Provided entries ::
========================

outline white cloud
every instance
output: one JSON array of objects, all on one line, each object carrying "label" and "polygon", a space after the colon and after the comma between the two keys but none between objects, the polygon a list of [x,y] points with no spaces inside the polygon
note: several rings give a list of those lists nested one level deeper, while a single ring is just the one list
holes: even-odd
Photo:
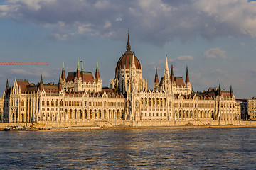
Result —
[{"label": "white cloud", "polygon": [[247,0],[6,0],[2,4],[0,17],[51,26],[51,34],[67,38],[90,32],[119,39],[128,28],[139,41],[159,46],[176,37],[188,41],[198,35],[208,40],[256,36],[256,2]]},{"label": "white cloud", "polygon": [[177,57],[178,60],[193,60],[193,57],[191,55],[183,55],[183,56],[178,56]]},{"label": "white cloud", "polygon": [[211,48],[210,50],[208,50],[204,52],[203,55],[206,56],[206,58],[221,58],[224,60],[228,59],[226,52],[221,50],[220,47]]}]

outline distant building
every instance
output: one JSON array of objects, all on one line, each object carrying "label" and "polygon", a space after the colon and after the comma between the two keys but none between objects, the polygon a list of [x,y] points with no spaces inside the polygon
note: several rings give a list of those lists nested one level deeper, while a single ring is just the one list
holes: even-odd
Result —
[{"label": "distant building", "polygon": [[248,115],[250,120],[256,120],[256,97],[248,100]]},{"label": "distant building", "polygon": [[0,98],[0,122],[3,121],[3,106],[4,106],[4,100],[3,98]]},{"label": "distant building", "polygon": [[64,64],[58,84],[31,84],[8,80],[4,93],[5,122],[176,121],[218,120],[226,123],[238,120],[235,97],[230,91],[210,88],[195,93],[186,67],[185,81],[169,72],[166,56],[164,76],[159,81],[156,68],[153,89],[147,89],[142,67],[131,51],[129,35],[126,52],[115,67],[110,89],[102,88],[97,63],[95,76],[78,63],[76,72],[66,76]]},{"label": "distant building", "polygon": [[238,106],[240,106],[240,108],[238,110],[240,110],[240,116],[241,120],[248,120],[248,111],[247,111],[247,106],[248,106],[248,99],[235,99],[235,102]]}]

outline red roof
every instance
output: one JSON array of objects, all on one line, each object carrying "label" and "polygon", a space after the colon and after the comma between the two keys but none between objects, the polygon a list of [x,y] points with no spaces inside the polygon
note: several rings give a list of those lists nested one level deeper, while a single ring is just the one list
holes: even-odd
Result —
[{"label": "red roof", "polygon": [[182,76],[176,76],[174,79],[175,79],[175,81],[176,82],[176,85],[185,86]]},{"label": "red roof", "polygon": [[[82,81],[93,82],[94,78],[92,72],[83,72],[82,75]],[[68,72],[65,81],[67,82],[74,81],[75,76],[76,76],[76,72]]]},{"label": "red roof", "polygon": [[28,81],[17,81],[18,86],[21,88],[21,93],[25,94],[27,86],[29,85]]}]

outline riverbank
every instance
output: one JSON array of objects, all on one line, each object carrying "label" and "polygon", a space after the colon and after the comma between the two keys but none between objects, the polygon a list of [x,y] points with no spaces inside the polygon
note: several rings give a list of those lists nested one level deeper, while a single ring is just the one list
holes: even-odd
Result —
[{"label": "riverbank", "polygon": [[143,127],[81,127],[81,128],[53,128],[51,130],[128,130],[128,129],[179,129],[179,128],[235,128],[242,127],[256,127],[256,125],[181,125],[181,126],[143,126]]},{"label": "riverbank", "polygon": [[[33,123],[33,125],[37,123]],[[46,128],[58,130],[90,130],[90,129],[142,129],[142,128],[235,128],[256,127],[256,121],[219,121],[215,120],[179,120],[171,121],[123,121],[123,120],[87,120],[70,122],[46,122],[38,124]],[[31,123],[2,123],[0,128],[8,126],[30,127]]]}]

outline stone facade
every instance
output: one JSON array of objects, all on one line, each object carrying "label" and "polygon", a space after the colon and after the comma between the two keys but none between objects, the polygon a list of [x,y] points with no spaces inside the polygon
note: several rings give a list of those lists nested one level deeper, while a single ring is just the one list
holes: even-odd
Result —
[{"label": "stone facade", "polygon": [[256,120],[256,97],[249,99],[247,105],[250,120]]},{"label": "stone facade", "polygon": [[183,120],[238,121],[232,86],[229,91],[219,86],[196,93],[191,89],[188,67],[184,82],[182,77],[174,76],[172,66],[169,72],[166,56],[164,76],[159,82],[156,69],[153,89],[149,90],[139,61],[130,50],[128,35],[127,51],[117,62],[110,89],[102,88],[97,63],[95,76],[83,71],[82,62],[81,68],[78,63],[77,71],[66,76],[63,64],[58,85],[43,84],[42,76],[36,85],[15,80],[10,87],[7,80],[3,95],[4,121],[128,121],[137,125],[164,122],[166,125]]}]

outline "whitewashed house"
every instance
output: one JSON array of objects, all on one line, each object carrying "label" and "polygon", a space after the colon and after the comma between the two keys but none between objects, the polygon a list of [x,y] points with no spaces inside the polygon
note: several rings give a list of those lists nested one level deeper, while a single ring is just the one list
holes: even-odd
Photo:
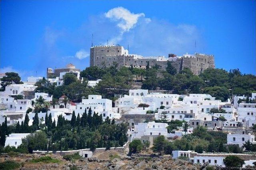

========================

Instructions for the task ::
Give all the entries above again, switching "every instance" to "all instances" everywhere it appears and leaving everything else unchanged. Leave the pictures out.

The response ::
outline white cloud
all instances
output: one JSON array of objects, all on one line, each object carrying "label" and "polygon", a space after the colon and after the comma between the two keys but none between objects, the polygon a list of [x,y] points with no spaces inside the polygon
note: several rings give a list of those lists nested one level deeper, while a single ring is just the one list
holes: even-odd
Photo:
Result —
[{"label": "white cloud", "polygon": [[247,0],[6,0],[2,4],[0,17],[51,26],[51,34],[67,38],[90,32],[119,39],[128,28],[139,41],[159,46],[176,37],[188,41],[198,35],[208,40],[256,36],[256,2]]},{"label": "white cloud", "polygon": [[177,57],[178,60],[193,60],[193,57],[191,55],[183,55],[183,56],[178,56]]},{"label": "white cloud", "polygon": [[211,48],[210,50],[208,50],[204,52],[203,55],[206,56],[206,58],[221,58],[224,60],[228,59],[226,52],[221,50],[220,47]]}]

outline distant building
all instances
output: one JSON array of objects, all on one line, each object carrying "label" and "polygon", a space after the colon and after the comma between the two keys but none between objects, the polygon a list of [x,y] points with no spaces inside the polygon
note: several rings give a list of those lists nested one level deeper, while a single ring is just the one list
holes: even-odd
Result —
[{"label": "distant building", "polygon": [[248,115],[250,120],[256,120],[256,97],[248,100]]},{"label": "distant building", "polygon": [[0,98],[0,122],[3,121],[3,106],[4,106],[4,100],[3,98]]},{"label": "distant building", "polygon": [[64,64],[58,84],[31,84],[8,80],[4,93],[5,122],[176,121],[218,120],[226,123],[238,120],[235,97],[230,91],[210,88],[195,93],[186,67],[185,81],[169,72],[166,56],[164,76],[159,81],[156,68],[153,89],[147,89],[142,67],[131,51],[129,35],[126,52],[115,67],[110,89],[102,88],[97,63],[95,76],[78,63],[76,72],[66,76]]},{"label": "distant building", "polygon": [[238,106],[240,106],[240,108],[238,110],[240,110],[240,116],[241,120],[248,120],[248,111],[247,111],[247,106],[248,106],[248,99],[235,99],[235,102]]}]

outline red roof
all instances
output: one JSON array of objects, all on one line, each object carrying "label" and "polygon", a space after the colon and after the comma between the two keys but none between objects, the polygon a list of [x,y] points with no spaces inside the polygon
note: several rings give a list of those lists nested one level deeper, while a single ring is just the one list
holes: even-odd
Result —
[{"label": "red roof", "polygon": [[182,76],[176,76],[174,79],[175,79],[175,81],[176,82],[176,85],[185,86]]},{"label": "red roof", "polygon": [[[82,81],[93,82],[94,78],[92,72],[83,72],[82,75]],[[68,72],[65,81],[67,82],[74,81],[75,76],[76,76],[76,72]]]},{"label": "red roof", "polygon": [[28,81],[17,81],[18,86],[21,88],[21,93],[25,94],[27,86],[29,85]]}]

outline riverbank
all instances
output: one JSON array of objects, all on one line, each object carrying "label" and "polygon", a space after the colon and after the comma between the two keys but none between objects, the polygon a list of [x,y] points with no spaces inside the polygon
note: several rings give a list of those lists nested one level deeper, while a single ring is just the one list
holes: even-odd
Result —
[{"label": "riverbank", "polygon": [[143,127],[81,127],[81,128],[53,128],[51,130],[128,130],[128,129],[179,129],[179,128],[235,128],[242,127],[256,127],[256,125],[181,125],[181,126],[143,126]]},{"label": "riverbank", "polygon": [[[33,123],[33,125],[37,123]],[[46,128],[58,130],[90,130],[90,129],[142,129],[142,128],[235,128],[256,127],[256,121],[219,121],[215,120],[179,120],[171,121],[123,121],[123,120],[87,120],[70,122],[46,122],[38,124]],[[31,123],[2,123],[0,128],[8,126],[30,127]]]}]

outline stone facade
all instances
output: one JSON array of objects, all on one line, each object carrying "label" and "polygon", a space after the colon and after the comma between the two keys but none between objects, the polygon a list of [x,y] points with no spaces inside the polygon
note: several rings give a list of those lists nested one level deeper, while a single ring is just the one list
holes: even-odd
Result —
[{"label": "stone facade", "polygon": [[256,120],[256,97],[249,99],[247,105],[250,120]]},{"label": "stone facade", "polygon": [[183,120],[238,121],[232,86],[229,91],[219,86],[196,93],[191,89],[188,67],[184,82],[182,77],[174,76],[172,66],[169,72],[166,56],[164,76],[159,82],[156,69],[153,89],[149,90],[139,61],[130,50],[128,35],[127,51],[117,62],[110,89],[102,88],[97,63],[95,76],[83,71],[82,62],[81,68],[78,63],[77,71],[66,76],[63,64],[58,85],[43,84],[42,76],[36,85],[15,80],[10,87],[7,80],[3,95],[4,121],[128,121],[137,125],[164,122],[166,125]]}]

outline "whitewashed house"
all instances
output: one JSON array of objects, all on one line, each object carrying "label" and "polygon", a space after the colon and after the comma between the two keys but none between objects, the polygon a list of [x,y] points with no spaces inside the polygon
note: several rings give a list of those lists nested one level deeper, while a single ring is just the one list
holes: even-odd
Photo:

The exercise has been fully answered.